_Written exercise_. Copy out everything from the line containing "Segment every instance of the rock" down to the line containing "140], [135, 107]]", with "rock face" changed to "cliff face" and nothing else altered.

++++ Listed records ++++

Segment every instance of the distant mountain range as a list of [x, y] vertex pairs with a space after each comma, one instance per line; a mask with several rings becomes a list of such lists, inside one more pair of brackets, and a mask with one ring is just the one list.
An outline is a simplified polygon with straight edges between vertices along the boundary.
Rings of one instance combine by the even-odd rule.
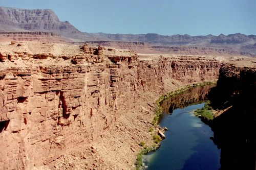
[[[79, 31], [68, 21], [60, 21], [52, 10], [0, 7], [0, 32], [41, 31], [59, 34], [68, 41], [121, 41], [144, 42], [157, 46], [196, 46], [226, 48], [256, 55], [256, 35], [237, 33], [191, 36], [157, 34], [89, 33]], [[83, 22], [83, 21], [81, 21]], [[92, 24], [93, 22], [92, 22]]]

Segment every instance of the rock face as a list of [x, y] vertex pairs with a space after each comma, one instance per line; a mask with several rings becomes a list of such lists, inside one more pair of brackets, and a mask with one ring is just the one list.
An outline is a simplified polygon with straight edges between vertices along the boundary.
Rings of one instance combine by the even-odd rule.
[[61, 22], [50, 9], [27, 10], [0, 7], [0, 23], [26, 30], [54, 30], [79, 32], [68, 21]]
[[140, 93], [161, 92], [169, 83], [216, 79], [221, 65], [193, 56], [138, 59], [133, 52], [88, 44], [70, 47], [75, 48], [69, 55], [0, 55], [4, 169], [49, 164], [96, 140], [135, 107]]
[[222, 169], [255, 168], [255, 67], [225, 65], [210, 92], [214, 108], [224, 111], [210, 125]]
[[[243, 52], [239, 52], [236, 50], [210, 47], [195, 46], [151, 46], [150, 44], [143, 42], [98, 41], [86, 41], [86, 42], [92, 45], [100, 44], [104, 46], [114, 47], [118, 49], [129, 49], [139, 53], [186, 54], [192, 55], [243, 55], [249, 57], [256, 57], [253, 50], [249, 51], [247, 50], [246, 51], [245, 48]], [[251, 47], [250, 49], [252, 48]]]
[[256, 43], [256, 36], [253, 35], [247, 36], [237, 33], [228, 35], [220, 34], [218, 36], [212, 35], [191, 36], [187, 34], [164, 36], [153, 33], [136, 35], [88, 33], [80, 32], [68, 21], [59, 21], [54, 12], [49, 9], [0, 7], [0, 16], [2, 32], [51, 32], [60, 34], [69, 41], [119, 41], [112, 43], [120, 43], [120, 45], [129, 46], [133, 46], [134, 44], [124, 44], [123, 42], [144, 42], [158, 46], [208, 47], [235, 51], [239, 54], [249, 54], [254, 56], [256, 54], [253, 46]]
[[0, 32], [0, 41], [33, 41], [45, 42], [65, 42], [59, 34], [43, 32]]

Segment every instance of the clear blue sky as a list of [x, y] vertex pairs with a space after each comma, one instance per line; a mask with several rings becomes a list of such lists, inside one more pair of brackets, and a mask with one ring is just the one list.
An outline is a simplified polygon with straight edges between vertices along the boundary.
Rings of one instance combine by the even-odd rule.
[[51, 9], [87, 32], [256, 35], [256, 0], [0, 0], [0, 6]]

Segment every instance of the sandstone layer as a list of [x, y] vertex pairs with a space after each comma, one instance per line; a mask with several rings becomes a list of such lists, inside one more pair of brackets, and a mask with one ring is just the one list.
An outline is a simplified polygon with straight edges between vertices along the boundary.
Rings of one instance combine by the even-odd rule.
[[[192, 36], [187, 34], [161, 35], [155, 33], [90, 33], [80, 32], [67, 21], [60, 21], [57, 15], [50, 9], [25, 9], [0, 7], [0, 31], [2, 32], [51, 32], [60, 34], [71, 42], [144, 42], [151, 45], [162, 47], [191, 46], [214, 47], [235, 51], [243, 55], [256, 55], [256, 36], [254, 35], [237, 33], [228, 35], [221, 34], [218, 36], [210, 34]], [[163, 48], [161, 47], [161, 50], [166, 51]]]
[[217, 79], [227, 61], [251, 62], [19, 44], [0, 46], [0, 166], [5, 169], [131, 169], [138, 143], [152, 142], [147, 130], [158, 96]]
[[129, 49], [138, 53], [186, 54], [192, 55], [243, 55], [256, 57], [253, 53], [239, 52], [237, 50], [219, 47], [195, 46], [193, 44], [182, 46], [152, 46], [143, 42], [97, 41], [86, 41], [92, 45], [102, 45], [106, 47]]
[[255, 169], [255, 63], [222, 66], [210, 94], [212, 107], [220, 110], [210, 126], [214, 141], [221, 149], [221, 169]]
[[59, 34], [43, 32], [0, 32], [0, 41], [29, 41], [44, 42], [66, 42]]

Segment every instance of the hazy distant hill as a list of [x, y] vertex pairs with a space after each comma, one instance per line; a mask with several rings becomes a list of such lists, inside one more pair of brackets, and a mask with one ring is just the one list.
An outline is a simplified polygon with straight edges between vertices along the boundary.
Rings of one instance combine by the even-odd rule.
[[59, 34], [70, 41], [140, 41], [159, 46], [224, 48], [256, 55], [255, 35], [238, 33], [227, 36], [220, 34], [218, 36], [212, 35], [191, 36], [186, 34], [164, 36], [152, 33], [134, 35], [82, 33], [68, 21], [60, 21], [53, 11], [49, 9], [0, 7], [0, 32], [51, 32]]

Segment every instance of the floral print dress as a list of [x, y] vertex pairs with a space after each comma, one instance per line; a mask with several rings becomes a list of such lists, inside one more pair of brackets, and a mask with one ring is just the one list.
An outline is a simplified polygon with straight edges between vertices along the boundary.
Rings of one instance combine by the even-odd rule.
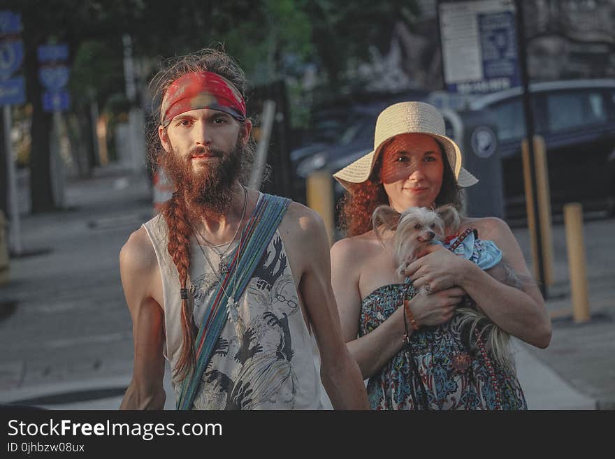
[[[477, 263], [481, 252], [493, 258], [491, 241], [467, 238], [465, 258]], [[445, 244], [450, 245], [454, 240]], [[495, 247], [495, 245], [493, 245]], [[497, 247], [495, 247], [497, 250]], [[495, 256], [495, 258], [498, 258]], [[501, 257], [500, 257], [501, 258]], [[499, 261], [499, 260], [498, 260]], [[482, 268], [486, 269], [484, 265]], [[386, 320], [417, 291], [409, 279], [382, 286], [361, 303], [359, 336], [367, 335]], [[472, 305], [469, 298], [468, 305]], [[527, 409], [525, 397], [513, 369], [489, 358], [484, 349], [472, 346], [469, 330], [460, 325], [456, 314], [447, 323], [421, 326], [410, 342], [370, 378], [368, 396], [372, 409]], [[466, 327], [467, 328], [467, 327]]]

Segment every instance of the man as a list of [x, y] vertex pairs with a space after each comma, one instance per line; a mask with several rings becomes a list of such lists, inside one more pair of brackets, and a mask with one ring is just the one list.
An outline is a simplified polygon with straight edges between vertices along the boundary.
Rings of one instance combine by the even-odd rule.
[[[122, 409], [368, 409], [342, 339], [318, 215], [242, 184], [253, 149], [242, 71], [212, 50], [152, 82], [150, 156], [175, 191], [120, 256], [134, 369]], [[321, 367], [314, 363], [315, 337]]]

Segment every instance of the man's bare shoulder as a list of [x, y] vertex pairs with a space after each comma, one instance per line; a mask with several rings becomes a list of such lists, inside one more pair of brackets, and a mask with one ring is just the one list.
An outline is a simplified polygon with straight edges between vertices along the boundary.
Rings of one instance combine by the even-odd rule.
[[301, 238], [304, 243], [326, 235], [324, 223], [318, 212], [294, 201], [289, 205], [279, 231], [291, 239]]
[[143, 226], [132, 233], [120, 251], [120, 268], [133, 273], [150, 272], [157, 265], [156, 252]]

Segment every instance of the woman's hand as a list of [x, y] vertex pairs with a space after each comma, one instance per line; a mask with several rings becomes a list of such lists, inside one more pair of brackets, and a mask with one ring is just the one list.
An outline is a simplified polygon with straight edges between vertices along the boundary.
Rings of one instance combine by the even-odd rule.
[[446, 289], [432, 295], [417, 293], [410, 301], [410, 310], [419, 326], [446, 323], [465, 292], [459, 287]]
[[440, 245], [428, 246], [419, 256], [406, 268], [405, 275], [417, 290], [425, 287], [432, 293], [460, 286], [465, 271], [475, 266]]

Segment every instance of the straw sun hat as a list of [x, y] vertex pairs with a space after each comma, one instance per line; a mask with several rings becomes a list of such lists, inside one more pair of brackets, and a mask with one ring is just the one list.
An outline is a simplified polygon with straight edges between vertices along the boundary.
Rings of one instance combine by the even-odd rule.
[[431, 136], [444, 147], [451, 169], [460, 187], [471, 187], [478, 182], [474, 175], [461, 167], [461, 152], [457, 144], [444, 133], [444, 120], [437, 110], [423, 102], [400, 102], [385, 108], [376, 121], [374, 150], [352, 164], [333, 174], [333, 177], [348, 189], [354, 183], [369, 178], [386, 140], [406, 133]]

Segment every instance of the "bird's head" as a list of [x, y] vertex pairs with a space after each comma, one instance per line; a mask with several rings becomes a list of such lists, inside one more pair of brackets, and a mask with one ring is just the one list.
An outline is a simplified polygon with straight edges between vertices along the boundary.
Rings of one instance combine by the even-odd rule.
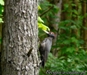
[[53, 39], [55, 39], [55, 37], [56, 37], [56, 35], [55, 35], [55, 33], [54, 32], [45, 32], [47, 35], [48, 35], [48, 37], [52, 37]]

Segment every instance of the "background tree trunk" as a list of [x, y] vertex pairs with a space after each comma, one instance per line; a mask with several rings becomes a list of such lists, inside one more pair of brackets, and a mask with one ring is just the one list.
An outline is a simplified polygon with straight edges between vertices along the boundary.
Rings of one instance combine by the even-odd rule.
[[2, 75], [38, 75], [37, 0], [5, 0]]
[[82, 29], [82, 38], [84, 40], [83, 48], [87, 50], [87, 1], [82, 1], [82, 16], [83, 16], [83, 29]]

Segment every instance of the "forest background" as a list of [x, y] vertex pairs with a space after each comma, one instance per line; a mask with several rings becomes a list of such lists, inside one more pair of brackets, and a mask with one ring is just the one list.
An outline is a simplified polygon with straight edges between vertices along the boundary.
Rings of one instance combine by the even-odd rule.
[[[38, 16], [57, 37], [48, 61], [40, 75], [47, 70], [56, 72], [87, 72], [87, 1], [41, 0]], [[2, 43], [4, 2], [0, 0], [0, 50]], [[42, 38], [43, 37], [43, 38]], [[39, 28], [39, 38], [46, 34]], [[48, 75], [48, 74], [47, 74]]]

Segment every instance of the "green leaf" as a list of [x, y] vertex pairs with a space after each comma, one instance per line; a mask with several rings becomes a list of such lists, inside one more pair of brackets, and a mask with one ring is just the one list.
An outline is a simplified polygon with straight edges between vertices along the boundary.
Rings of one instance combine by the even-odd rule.
[[50, 31], [50, 28], [44, 25], [43, 23], [38, 23], [38, 28], [41, 28], [45, 32]]
[[0, 0], [0, 4], [1, 4], [1, 5], [4, 5], [4, 1], [3, 1], [3, 0]]
[[38, 5], [38, 10], [42, 10], [41, 7]]
[[3, 20], [2, 20], [2, 18], [0, 18], [0, 23], [3, 23]]

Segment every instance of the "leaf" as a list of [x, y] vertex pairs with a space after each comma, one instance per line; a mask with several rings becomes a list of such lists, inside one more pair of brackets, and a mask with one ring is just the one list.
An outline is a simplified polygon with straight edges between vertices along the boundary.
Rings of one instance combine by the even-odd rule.
[[38, 22], [44, 23], [44, 21], [40, 17], [38, 17]]
[[4, 1], [3, 1], [3, 0], [0, 0], [0, 4], [1, 4], [1, 5], [4, 5]]
[[38, 23], [38, 28], [41, 28], [45, 32], [50, 31], [50, 28], [44, 25], [43, 23]]
[[41, 7], [40, 7], [40, 5], [38, 5], [38, 10], [42, 10]]
[[3, 20], [2, 20], [2, 18], [0, 18], [0, 23], [3, 23]]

++++

_Exercise result_.
Segment every instance of the cliff face as a list of [x, y] vertex pairs with a space after each comma, one instance per line; a mask with several rings becomes a list of such lists, inside one more pair of brackets, and a mask with one ring is just the one list.
An outline is a simplified polygon with straight edges between vertices along the boundary.
Rings of one instance combine by the even-odd rule.
[[61, 22], [50, 9], [27, 10], [0, 7], [0, 23], [26, 30], [54, 30], [79, 32], [68, 21]]
[[140, 93], [161, 92], [169, 83], [216, 79], [221, 65], [193, 56], [138, 59], [133, 52], [88, 44], [70, 47], [75, 48], [69, 55], [0, 55], [4, 169], [49, 164], [96, 140], [135, 107]]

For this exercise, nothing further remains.